*** Opening of Dataset ***

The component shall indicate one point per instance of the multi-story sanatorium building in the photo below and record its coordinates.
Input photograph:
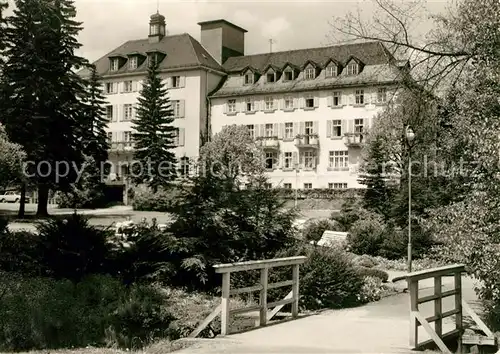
(308, 108)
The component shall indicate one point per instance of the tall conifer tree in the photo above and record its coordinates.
(43, 95)
(154, 139)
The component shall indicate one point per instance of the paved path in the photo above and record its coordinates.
(381, 327)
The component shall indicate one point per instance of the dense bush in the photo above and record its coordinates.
(373, 272)
(162, 200)
(42, 313)
(70, 248)
(315, 229)
(328, 279)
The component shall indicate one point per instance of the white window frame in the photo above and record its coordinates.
(289, 130)
(309, 73)
(382, 95)
(288, 102)
(126, 87)
(250, 101)
(336, 123)
(231, 106)
(132, 63)
(251, 130)
(176, 81)
(359, 124)
(127, 112)
(288, 160)
(360, 96)
(338, 159)
(309, 157)
(115, 65)
(337, 98)
(269, 103)
(353, 69)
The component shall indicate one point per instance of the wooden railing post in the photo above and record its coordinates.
(438, 306)
(295, 291)
(413, 288)
(458, 307)
(225, 311)
(264, 273)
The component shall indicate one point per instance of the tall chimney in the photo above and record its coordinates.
(222, 39)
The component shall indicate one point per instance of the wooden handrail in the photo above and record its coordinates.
(251, 265)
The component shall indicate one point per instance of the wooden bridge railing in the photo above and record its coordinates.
(417, 319)
(264, 265)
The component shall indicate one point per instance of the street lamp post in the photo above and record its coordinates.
(410, 135)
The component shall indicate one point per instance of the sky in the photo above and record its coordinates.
(290, 24)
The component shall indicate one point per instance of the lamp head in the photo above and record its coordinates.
(410, 135)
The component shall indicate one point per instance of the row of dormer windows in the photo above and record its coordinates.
(307, 102)
(310, 73)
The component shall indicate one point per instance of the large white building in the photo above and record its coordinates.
(307, 108)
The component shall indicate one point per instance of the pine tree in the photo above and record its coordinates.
(154, 137)
(374, 175)
(42, 95)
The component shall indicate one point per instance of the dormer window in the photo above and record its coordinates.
(352, 68)
(115, 64)
(310, 73)
(271, 76)
(132, 63)
(331, 71)
(249, 78)
(288, 75)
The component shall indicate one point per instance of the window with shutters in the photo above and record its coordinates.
(176, 81)
(360, 97)
(309, 128)
(269, 130)
(269, 103)
(338, 159)
(127, 112)
(288, 160)
(382, 95)
(309, 159)
(176, 108)
(310, 73)
(358, 125)
(110, 87)
(127, 86)
(251, 130)
(289, 131)
(109, 112)
(115, 65)
(336, 185)
(270, 161)
(231, 106)
(337, 98)
(309, 101)
(132, 63)
(336, 128)
(249, 105)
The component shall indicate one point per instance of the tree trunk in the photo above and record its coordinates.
(43, 199)
(22, 202)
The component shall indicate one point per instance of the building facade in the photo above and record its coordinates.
(308, 109)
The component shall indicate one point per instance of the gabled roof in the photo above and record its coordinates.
(370, 53)
(183, 51)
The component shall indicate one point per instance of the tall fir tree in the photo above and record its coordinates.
(154, 138)
(43, 95)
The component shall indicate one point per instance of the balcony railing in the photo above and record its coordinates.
(122, 146)
(353, 139)
(307, 141)
(269, 142)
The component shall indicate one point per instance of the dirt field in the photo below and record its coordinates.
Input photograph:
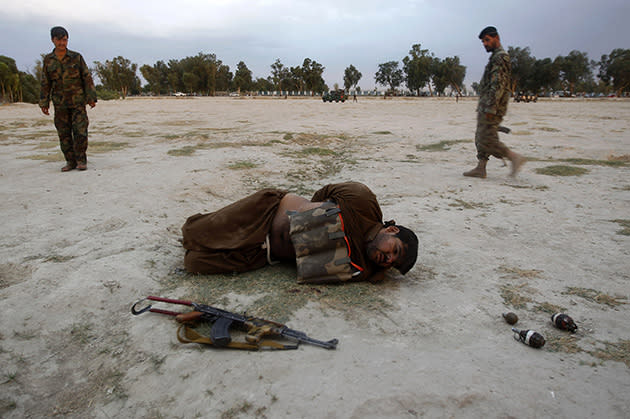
(78, 249)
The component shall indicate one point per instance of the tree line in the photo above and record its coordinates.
(419, 71)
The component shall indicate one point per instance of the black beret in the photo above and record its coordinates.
(489, 30)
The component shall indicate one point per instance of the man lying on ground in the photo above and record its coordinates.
(338, 235)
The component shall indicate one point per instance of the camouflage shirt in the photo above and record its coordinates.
(494, 88)
(67, 82)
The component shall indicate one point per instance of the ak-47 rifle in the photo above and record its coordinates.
(222, 321)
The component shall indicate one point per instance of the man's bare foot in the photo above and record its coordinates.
(517, 162)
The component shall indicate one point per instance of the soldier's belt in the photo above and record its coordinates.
(322, 250)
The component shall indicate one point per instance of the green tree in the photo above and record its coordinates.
(279, 75)
(118, 75)
(351, 77)
(156, 77)
(389, 74)
(615, 69)
(543, 77)
(447, 72)
(475, 87)
(243, 77)
(417, 68)
(573, 69)
(312, 74)
(9, 79)
(522, 68)
(262, 84)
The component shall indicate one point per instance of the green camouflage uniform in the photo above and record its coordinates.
(494, 93)
(69, 84)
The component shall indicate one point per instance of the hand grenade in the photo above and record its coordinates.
(564, 322)
(529, 337)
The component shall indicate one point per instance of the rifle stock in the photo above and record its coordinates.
(223, 320)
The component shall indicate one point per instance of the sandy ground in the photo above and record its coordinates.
(78, 249)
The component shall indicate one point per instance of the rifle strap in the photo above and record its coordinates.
(186, 334)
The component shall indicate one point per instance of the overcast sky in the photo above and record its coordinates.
(335, 33)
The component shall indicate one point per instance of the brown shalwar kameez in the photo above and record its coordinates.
(231, 239)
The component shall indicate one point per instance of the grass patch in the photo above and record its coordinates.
(316, 151)
(237, 410)
(273, 293)
(459, 203)
(560, 170)
(46, 145)
(58, 258)
(243, 164)
(596, 296)
(625, 224)
(520, 273)
(441, 146)
(184, 151)
(133, 134)
(106, 146)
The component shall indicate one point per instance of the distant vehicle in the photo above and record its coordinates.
(335, 95)
(522, 97)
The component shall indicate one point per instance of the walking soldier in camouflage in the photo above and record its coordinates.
(494, 93)
(66, 80)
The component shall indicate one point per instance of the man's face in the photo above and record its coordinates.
(61, 44)
(386, 250)
(490, 43)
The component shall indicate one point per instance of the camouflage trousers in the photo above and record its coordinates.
(487, 138)
(71, 124)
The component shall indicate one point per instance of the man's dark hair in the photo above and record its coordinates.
(488, 30)
(58, 32)
(410, 241)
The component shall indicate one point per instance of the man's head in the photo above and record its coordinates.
(394, 247)
(490, 38)
(59, 37)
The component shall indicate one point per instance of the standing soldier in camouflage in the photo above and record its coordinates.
(494, 93)
(68, 82)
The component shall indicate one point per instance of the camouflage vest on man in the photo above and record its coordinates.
(322, 252)
(68, 82)
(494, 87)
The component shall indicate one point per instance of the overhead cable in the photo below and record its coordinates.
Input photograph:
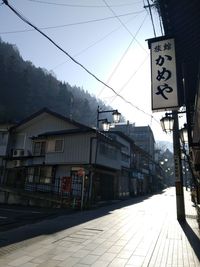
(126, 51)
(126, 28)
(149, 6)
(93, 44)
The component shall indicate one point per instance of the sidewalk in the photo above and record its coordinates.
(127, 234)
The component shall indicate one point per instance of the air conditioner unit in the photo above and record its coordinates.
(18, 152)
(17, 163)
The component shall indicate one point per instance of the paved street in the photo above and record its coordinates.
(130, 233)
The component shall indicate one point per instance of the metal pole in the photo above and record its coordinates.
(178, 170)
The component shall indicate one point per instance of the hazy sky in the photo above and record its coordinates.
(106, 36)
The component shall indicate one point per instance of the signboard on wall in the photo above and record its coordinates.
(163, 74)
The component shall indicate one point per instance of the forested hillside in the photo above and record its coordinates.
(24, 89)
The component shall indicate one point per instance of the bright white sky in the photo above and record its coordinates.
(112, 48)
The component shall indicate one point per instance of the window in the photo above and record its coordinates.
(39, 148)
(55, 145)
(30, 175)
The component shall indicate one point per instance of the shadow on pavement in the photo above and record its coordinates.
(192, 237)
(62, 221)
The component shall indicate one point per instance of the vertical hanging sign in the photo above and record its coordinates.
(163, 75)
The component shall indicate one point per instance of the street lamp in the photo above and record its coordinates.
(170, 123)
(105, 123)
(184, 134)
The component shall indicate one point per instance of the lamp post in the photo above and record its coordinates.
(170, 123)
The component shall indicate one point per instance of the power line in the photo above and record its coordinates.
(149, 6)
(128, 81)
(74, 60)
(72, 24)
(94, 43)
(117, 17)
(84, 6)
(124, 54)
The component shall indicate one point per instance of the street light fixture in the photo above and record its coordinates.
(184, 134)
(116, 116)
(167, 123)
(170, 123)
(105, 123)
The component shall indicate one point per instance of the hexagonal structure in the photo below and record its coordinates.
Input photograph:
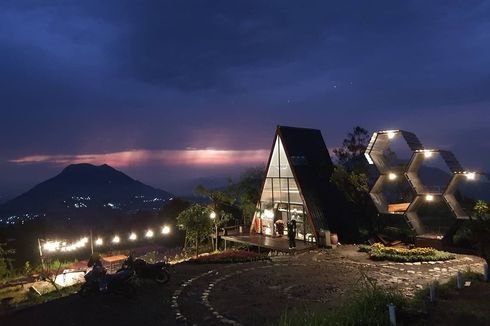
(378, 150)
(418, 158)
(391, 168)
(450, 193)
(442, 197)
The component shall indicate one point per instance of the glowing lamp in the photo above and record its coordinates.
(470, 175)
(268, 213)
(165, 229)
(51, 245)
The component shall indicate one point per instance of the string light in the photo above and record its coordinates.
(51, 246)
(165, 229)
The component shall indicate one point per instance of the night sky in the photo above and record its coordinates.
(173, 91)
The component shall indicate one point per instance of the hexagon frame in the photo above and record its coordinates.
(374, 154)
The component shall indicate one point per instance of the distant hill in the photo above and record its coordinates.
(83, 188)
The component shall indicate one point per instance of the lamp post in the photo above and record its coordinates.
(212, 216)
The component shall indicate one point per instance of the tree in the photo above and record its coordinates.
(6, 268)
(247, 192)
(351, 154)
(480, 228)
(350, 175)
(196, 223)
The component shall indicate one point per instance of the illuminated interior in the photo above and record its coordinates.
(281, 199)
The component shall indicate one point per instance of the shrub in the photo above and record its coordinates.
(367, 307)
(378, 251)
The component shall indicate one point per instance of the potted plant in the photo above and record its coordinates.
(280, 227)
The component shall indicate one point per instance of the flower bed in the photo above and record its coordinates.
(228, 256)
(378, 251)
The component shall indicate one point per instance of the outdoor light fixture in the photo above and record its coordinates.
(470, 175)
(392, 176)
(268, 213)
(51, 245)
(427, 154)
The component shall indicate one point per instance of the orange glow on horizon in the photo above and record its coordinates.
(187, 157)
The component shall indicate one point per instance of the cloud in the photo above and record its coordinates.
(131, 158)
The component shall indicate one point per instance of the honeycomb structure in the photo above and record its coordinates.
(389, 170)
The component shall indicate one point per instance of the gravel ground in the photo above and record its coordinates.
(242, 294)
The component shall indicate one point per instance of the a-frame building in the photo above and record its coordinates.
(297, 185)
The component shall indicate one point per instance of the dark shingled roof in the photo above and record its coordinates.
(312, 167)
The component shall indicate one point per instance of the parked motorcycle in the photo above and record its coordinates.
(157, 272)
(97, 281)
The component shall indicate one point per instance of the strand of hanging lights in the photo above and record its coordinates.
(69, 246)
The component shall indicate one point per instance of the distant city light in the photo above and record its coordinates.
(165, 229)
(149, 233)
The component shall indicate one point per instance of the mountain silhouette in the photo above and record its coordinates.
(85, 187)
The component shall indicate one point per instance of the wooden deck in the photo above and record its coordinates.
(274, 243)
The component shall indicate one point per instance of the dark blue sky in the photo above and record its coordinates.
(154, 85)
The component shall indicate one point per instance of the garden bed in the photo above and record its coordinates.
(228, 256)
(378, 251)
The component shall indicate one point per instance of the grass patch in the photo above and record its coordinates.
(367, 307)
(378, 251)
(228, 256)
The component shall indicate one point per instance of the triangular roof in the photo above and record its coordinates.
(312, 168)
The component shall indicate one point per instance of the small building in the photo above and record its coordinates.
(297, 186)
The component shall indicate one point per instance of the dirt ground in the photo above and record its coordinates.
(242, 294)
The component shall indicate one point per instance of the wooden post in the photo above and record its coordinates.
(432, 292)
(91, 243)
(41, 253)
(392, 314)
(485, 272)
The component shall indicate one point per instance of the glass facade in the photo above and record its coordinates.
(281, 199)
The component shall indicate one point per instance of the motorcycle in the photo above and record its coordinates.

*** Close of Dataset ***

* _Assignment_
Going through the records, work out how many lines contain the word "below". Please answer with the number only.

* _Result_
4